### Task material ###
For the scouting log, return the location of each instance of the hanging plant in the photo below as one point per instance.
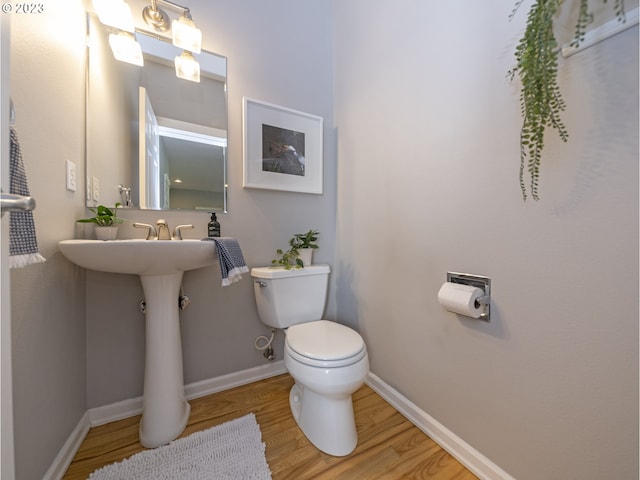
(541, 101)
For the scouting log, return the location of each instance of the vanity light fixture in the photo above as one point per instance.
(184, 32)
(185, 35)
(187, 67)
(125, 48)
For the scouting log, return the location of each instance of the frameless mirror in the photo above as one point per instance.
(154, 141)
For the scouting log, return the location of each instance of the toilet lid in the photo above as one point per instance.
(324, 340)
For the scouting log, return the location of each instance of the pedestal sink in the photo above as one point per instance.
(160, 265)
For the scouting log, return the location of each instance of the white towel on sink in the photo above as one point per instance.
(232, 264)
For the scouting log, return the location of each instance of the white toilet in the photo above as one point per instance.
(327, 360)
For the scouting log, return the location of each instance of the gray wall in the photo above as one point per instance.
(47, 300)
(428, 128)
(266, 61)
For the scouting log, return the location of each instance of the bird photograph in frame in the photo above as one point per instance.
(282, 150)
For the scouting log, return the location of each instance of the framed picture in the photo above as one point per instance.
(282, 148)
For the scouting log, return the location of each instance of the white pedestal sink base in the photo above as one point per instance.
(160, 265)
(165, 411)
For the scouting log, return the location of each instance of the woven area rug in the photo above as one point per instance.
(233, 450)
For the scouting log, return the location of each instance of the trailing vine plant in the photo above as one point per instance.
(541, 101)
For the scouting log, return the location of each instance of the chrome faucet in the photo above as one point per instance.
(152, 234)
(163, 230)
(177, 232)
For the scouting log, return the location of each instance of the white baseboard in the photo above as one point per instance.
(133, 406)
(67, 452)
(128, 408)
(458, 448)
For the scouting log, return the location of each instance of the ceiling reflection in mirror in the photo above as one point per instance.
(155, 141)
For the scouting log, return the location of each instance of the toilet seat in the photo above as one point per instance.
(323, 343)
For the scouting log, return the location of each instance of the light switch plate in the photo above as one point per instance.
(70, 175)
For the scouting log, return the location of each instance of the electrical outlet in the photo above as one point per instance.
(70, 175)
(95, 189)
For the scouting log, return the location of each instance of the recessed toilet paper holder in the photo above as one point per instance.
(478, 281)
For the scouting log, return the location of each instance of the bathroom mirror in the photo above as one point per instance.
(154, 141)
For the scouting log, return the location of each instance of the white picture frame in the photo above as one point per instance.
(282, 148)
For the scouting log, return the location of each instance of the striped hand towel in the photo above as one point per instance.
(232, 264)
(23, 244)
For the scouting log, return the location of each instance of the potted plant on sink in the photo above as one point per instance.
(300, 252)
(106, 221)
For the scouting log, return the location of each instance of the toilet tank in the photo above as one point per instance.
(287, 297)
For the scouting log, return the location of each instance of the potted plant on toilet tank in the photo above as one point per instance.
(106, 221)
(300, 252)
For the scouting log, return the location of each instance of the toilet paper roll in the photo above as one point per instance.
(460, 299)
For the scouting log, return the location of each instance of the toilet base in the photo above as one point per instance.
(328, 423)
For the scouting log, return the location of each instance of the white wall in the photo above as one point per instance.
(428, 156)
(49, 344)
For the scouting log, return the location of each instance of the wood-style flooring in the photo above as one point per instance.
(389, 446)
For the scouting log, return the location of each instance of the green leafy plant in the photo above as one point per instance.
(541, 101)
(305, 240)
(289, 259)
(104, 216)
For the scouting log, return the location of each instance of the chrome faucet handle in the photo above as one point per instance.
(163, 229)
(177, 232)
(151, 233)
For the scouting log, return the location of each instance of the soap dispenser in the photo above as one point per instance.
(213, 229)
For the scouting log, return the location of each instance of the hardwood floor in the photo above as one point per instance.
(389, 446)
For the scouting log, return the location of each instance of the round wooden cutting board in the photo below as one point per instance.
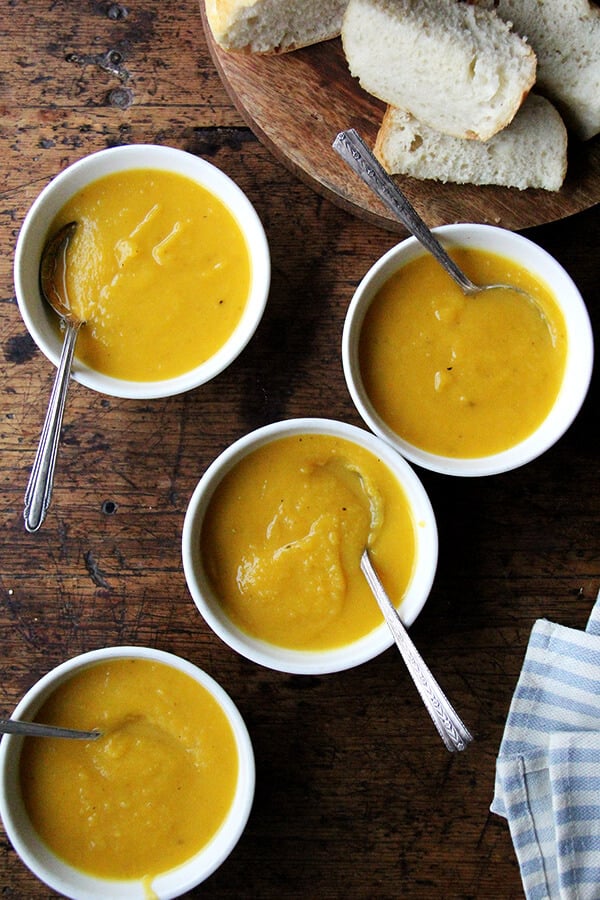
(297, 103)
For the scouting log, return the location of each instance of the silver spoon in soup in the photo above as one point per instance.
(454, 733)
(353, 150)
(37, 729)
(53, 284)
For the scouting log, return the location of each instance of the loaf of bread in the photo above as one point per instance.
(531, 152)
(271, 26)
(456, 67)
(565, 35)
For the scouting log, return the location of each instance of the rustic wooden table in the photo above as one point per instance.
(356, 795)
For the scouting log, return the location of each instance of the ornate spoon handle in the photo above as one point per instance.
(39, 488)
(353, 150)
(35, 729)
(450, 727)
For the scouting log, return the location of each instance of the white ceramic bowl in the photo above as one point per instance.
(299, 661)
(579, 360)
(34, 233)
(73, 883)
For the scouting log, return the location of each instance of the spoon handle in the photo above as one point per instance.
(36, 729)
(453, 732)
(39, 488)
(353, 150)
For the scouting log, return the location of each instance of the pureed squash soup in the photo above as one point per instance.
(159, 270)
(462, 376)
(284, 532)
(147, 795)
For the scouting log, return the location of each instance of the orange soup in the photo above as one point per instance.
(284, 533)
(462, 376)
(158, 269)
(149, 793)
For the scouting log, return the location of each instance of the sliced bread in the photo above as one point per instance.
(457, 68)
(273, 26)
(531, 152)
(566, 39)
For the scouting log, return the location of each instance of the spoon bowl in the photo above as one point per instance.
(53, 269)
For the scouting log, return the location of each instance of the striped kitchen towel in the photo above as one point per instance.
(548, 766)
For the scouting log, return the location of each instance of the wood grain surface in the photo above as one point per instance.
(356, 796)
(298, 102)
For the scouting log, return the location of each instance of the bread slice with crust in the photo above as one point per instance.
(458, 68)
(273, 26)
(565, 35)
(531, 152)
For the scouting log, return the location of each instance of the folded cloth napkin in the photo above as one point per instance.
(548, 766)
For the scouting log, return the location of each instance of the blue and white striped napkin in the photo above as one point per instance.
(548, 766)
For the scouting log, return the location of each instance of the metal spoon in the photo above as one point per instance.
(35, 729)
(452, 730)
(353, 150)
(53, 269)
(450, 727)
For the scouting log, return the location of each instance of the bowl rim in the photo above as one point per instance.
(307, 662)
(68, 880)
(578, 366)
(68, 181)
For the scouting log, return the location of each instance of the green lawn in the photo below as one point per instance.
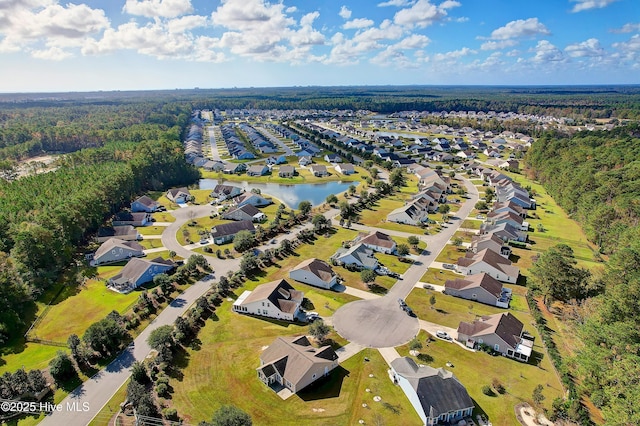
(438, 276)
(222, 371)
(451, 254)
(474, 370)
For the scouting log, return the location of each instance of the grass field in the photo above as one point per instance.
(222, 371)
(475, 370)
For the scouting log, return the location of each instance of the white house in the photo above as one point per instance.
(277, 299)
(314, 272)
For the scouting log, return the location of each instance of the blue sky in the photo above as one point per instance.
(49, 45)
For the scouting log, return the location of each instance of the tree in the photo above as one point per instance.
(402, 249)
(161, 337)
(555, 275)
(229, 415)
(367, 276)
(319, 330)
(243, 241)
(538, 397)
(61, 367)
(304, 207)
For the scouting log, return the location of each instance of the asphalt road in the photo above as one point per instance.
(380, 323)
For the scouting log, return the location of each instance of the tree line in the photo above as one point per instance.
(595, 176)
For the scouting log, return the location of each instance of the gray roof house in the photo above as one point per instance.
(294, 363)
(314, 272)
(480, 288)
(504, 333)
(225, 232)
(436, 394)
(276, 299)
(359, 255)
(116, 250)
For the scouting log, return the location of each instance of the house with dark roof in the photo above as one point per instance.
(378, 241)
(144, 204)
(179, 195)
(503, 333)
(314, 272)
(490, 262)
(294, 363)
(287, 171)
(126, 233)
(436, 394)
(225, 232)
(137, 272)
(133, 219)
(480, 288)
(258, 170)
(245, 212)
(223, 192)
(277, 299)
(116, 250)
(358, 255)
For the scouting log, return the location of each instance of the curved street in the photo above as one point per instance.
(376, 322)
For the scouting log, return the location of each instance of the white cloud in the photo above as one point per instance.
(358, 23)
(520, 28)
(344, 13)
(51, 54)
(627, 28)
(396, 3)
(500, 44)
(158, 8)
(588, 48)
(186, 23)
(590, 4)
(547, 52)
(423, 13)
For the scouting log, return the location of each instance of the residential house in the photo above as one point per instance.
(276, 299)
(179, 195)
(137, 272)
(481, 288)
(332, 158)
(126, 233)
(358, 255)
(225, 232)
(133, 219)
(258, 170)
(116, 250)
(294, 364)
(314, 272)
(503, 333)
(319, 170)
(252, 198)
(490, 241)
(378, 241)
(412, 213)
(287, 171)
(345, 169)
(223, 192)
(436, 394)
(245, 212)
(144, 204)
(490, 262)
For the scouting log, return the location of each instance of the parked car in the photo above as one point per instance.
(443, 335)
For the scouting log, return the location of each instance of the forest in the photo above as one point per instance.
(115, 153)
(595, 176)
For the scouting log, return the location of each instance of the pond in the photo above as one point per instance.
(291, 195)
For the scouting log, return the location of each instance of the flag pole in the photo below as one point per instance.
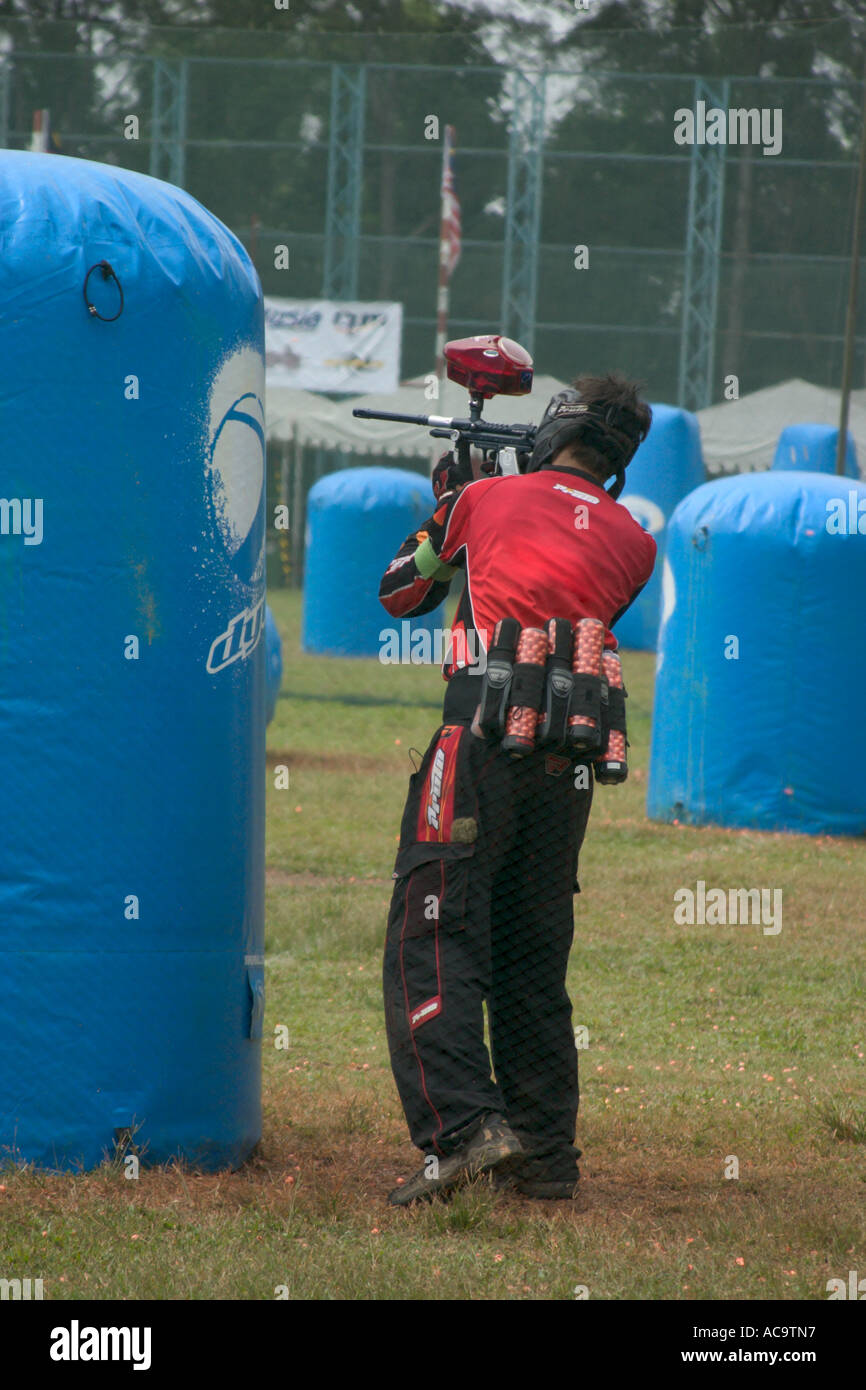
(445, 243)
(852, 296)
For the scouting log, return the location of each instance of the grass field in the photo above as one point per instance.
(705, 1044)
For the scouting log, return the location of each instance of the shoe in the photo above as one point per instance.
(542, 1176)
(494, 1143)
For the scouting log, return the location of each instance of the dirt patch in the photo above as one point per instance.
(337, 762)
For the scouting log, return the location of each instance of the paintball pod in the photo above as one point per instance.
(488, 366)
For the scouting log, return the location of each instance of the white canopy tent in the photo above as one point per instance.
(307, 419)
(741, 435)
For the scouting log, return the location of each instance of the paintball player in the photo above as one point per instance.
(487, 865)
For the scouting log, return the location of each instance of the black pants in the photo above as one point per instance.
(483, 911)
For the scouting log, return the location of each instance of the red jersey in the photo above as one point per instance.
(538, 545)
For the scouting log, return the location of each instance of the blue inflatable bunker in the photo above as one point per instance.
(758, 712)
(356, 521)
(131, 672)
(273, 652)
(665, 469)
(812, 448)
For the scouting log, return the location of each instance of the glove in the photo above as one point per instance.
(452, 471)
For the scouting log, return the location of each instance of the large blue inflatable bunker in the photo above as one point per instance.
(758, 712)
(665, 469)
(812, 448)
(131, 672)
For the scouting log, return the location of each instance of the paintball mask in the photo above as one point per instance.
(605, 428)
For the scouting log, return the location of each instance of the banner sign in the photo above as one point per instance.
(321, 345)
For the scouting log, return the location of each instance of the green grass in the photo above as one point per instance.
(705, 1043)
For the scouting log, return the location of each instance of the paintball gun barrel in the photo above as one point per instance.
(489, 366)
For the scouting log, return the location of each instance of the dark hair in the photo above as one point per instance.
(613, 403)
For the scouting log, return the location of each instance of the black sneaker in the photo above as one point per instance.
(542, 1176)
(492, 1144)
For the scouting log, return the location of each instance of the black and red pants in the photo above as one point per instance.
(483, 912)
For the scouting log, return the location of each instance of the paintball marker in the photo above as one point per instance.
(489, 366)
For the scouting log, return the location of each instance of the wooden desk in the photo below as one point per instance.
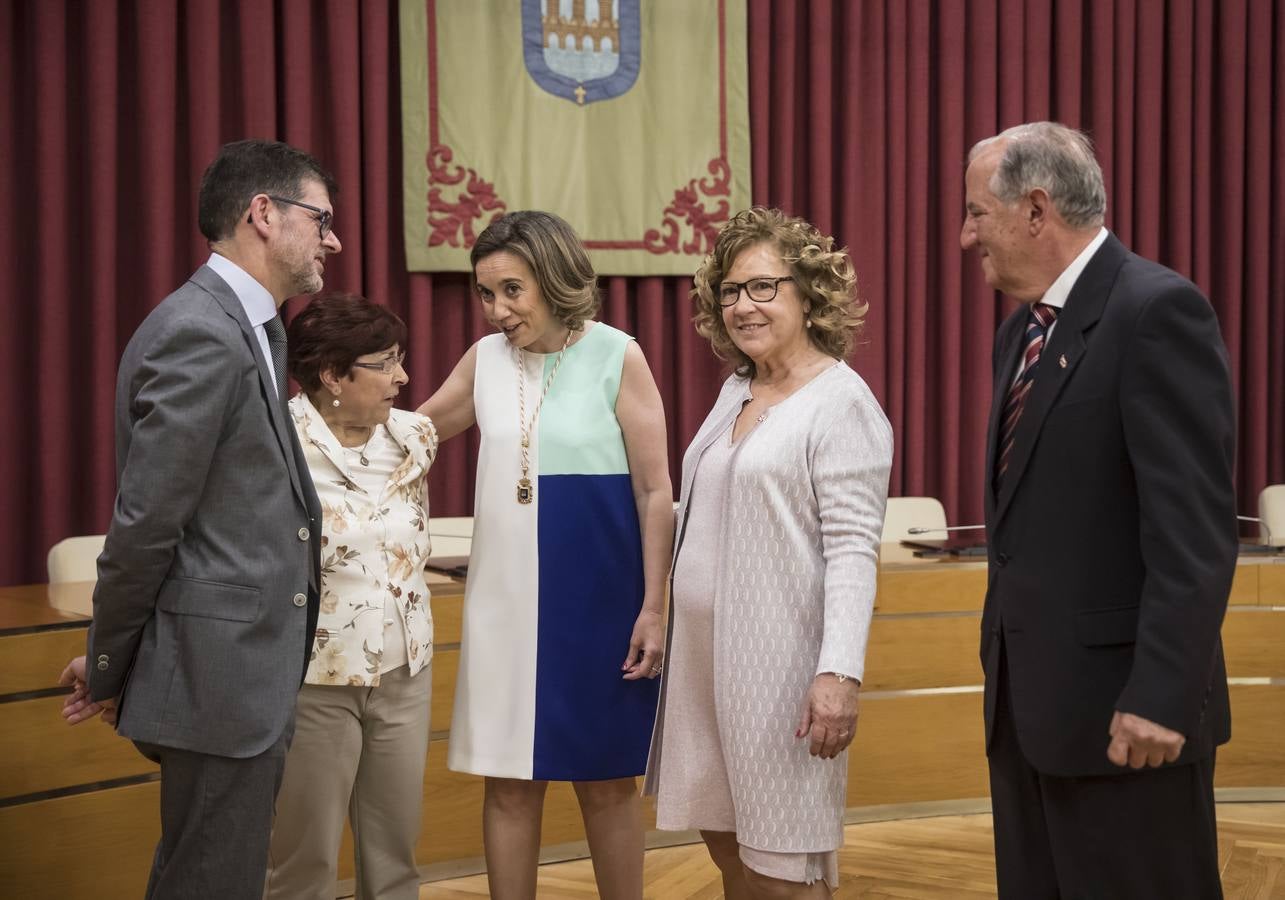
(81, 793)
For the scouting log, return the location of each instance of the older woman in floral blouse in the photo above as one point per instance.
(361, 723)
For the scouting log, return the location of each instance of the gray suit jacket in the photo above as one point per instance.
(207, 586)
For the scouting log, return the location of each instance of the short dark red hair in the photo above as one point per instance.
(333, 331)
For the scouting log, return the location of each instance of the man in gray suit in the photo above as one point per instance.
(207, 588)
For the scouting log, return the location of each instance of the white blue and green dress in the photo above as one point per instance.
(555, 585)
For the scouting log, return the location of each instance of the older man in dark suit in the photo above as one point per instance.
(1112, 527)
(208, 583)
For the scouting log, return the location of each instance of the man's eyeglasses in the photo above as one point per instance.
(388, 364)
(324, 219)
(760, 289)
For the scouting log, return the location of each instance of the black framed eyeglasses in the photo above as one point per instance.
(324, 220)
(760, 289)
(387, 365)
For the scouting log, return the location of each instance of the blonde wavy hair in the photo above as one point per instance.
(557, 259)
(823, 275)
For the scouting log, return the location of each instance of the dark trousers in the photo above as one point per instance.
(1136, 836)
(216, 817)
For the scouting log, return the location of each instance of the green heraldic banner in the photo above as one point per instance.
(630, 118)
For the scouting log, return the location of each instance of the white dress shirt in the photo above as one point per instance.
(1060, 289)
(255, 298)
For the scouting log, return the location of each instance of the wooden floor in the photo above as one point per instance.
(920, 859)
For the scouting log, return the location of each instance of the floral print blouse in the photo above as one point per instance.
(373, 549)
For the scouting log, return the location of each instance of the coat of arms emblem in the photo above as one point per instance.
(582, 50)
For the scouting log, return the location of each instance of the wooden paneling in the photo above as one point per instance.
(918, 747)
(35, 661)
(923, 652)
(446, 665)
(1271, 584)
(89, 845)
(911, 745)
(1244, 586)
(1253, 640)
(43, 752)
(930, 586)
(447, 616)
(1256, 754)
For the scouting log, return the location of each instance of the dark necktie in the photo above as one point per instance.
(276, 347)
(1041, 319)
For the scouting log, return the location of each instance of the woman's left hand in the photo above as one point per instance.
(646, 648)
(830, 715)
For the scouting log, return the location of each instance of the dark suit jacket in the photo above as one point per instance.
(207, 588)
(1113, 538)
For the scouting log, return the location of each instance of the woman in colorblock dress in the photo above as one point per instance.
(572, 534)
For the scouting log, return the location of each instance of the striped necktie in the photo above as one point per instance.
(1041, 320)
(276, 346)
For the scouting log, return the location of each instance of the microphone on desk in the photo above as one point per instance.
(919, 530)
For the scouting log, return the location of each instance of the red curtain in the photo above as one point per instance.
(861, 116)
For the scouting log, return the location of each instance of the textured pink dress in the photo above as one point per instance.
(693, 788)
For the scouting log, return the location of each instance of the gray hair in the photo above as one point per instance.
(1058, 160)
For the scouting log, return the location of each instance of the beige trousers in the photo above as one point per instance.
(356, 751)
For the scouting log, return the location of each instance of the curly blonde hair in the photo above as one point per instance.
(824, 277)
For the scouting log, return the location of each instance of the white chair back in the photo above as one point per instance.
(75, 558)
(912, 512)
(451, 535)
(1271, 514)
###
What is required: Counting the line that contains "the dark suit" as the first, copy exactly every line through the end of the records, and nothing else.

Answer box:
For the scouting log, return the location of each instance of the dark suit jacket in the photo above as one point per instance.
(207, 588)
(1113, 538)
For the scouting log, return the location of each instance of the woman in colorblock dress in the photo above as one point per instance.
(572, 534)
For the scouting log, return the location of each instance of the striped necktie in the photo above as one point per instance.
(1041, 320)
(276, 346)
For the scouting log, return the location of each instance of the microphone on desk in the photo above as one point per instance.
(919, 530)
For the scouting log, return the location of each instance of the red curtain in the photo above as one point per instance.
(861, 116)
For the scouting log, return the location of each instance of the textured pink dress in the photo above as one point per instance.
(693, 788)
For the scouting log, return the location of each instance of the gray hair in the photo above as one point per instance.
(1058, 160)
For the scouting log, return the location of each instance of the beige trousers in the photo above as one point per instance.
(356, 751)
For the scouting log, return the location of each instance of the curly blonde hair in the photo above as one point per instance.
(824, 277)
For the scouting log, return the location of each instance of the white chair back in the photo above as one point per instance.
(75, 558)
(912, 512)
(451, 535)
(1271, 514)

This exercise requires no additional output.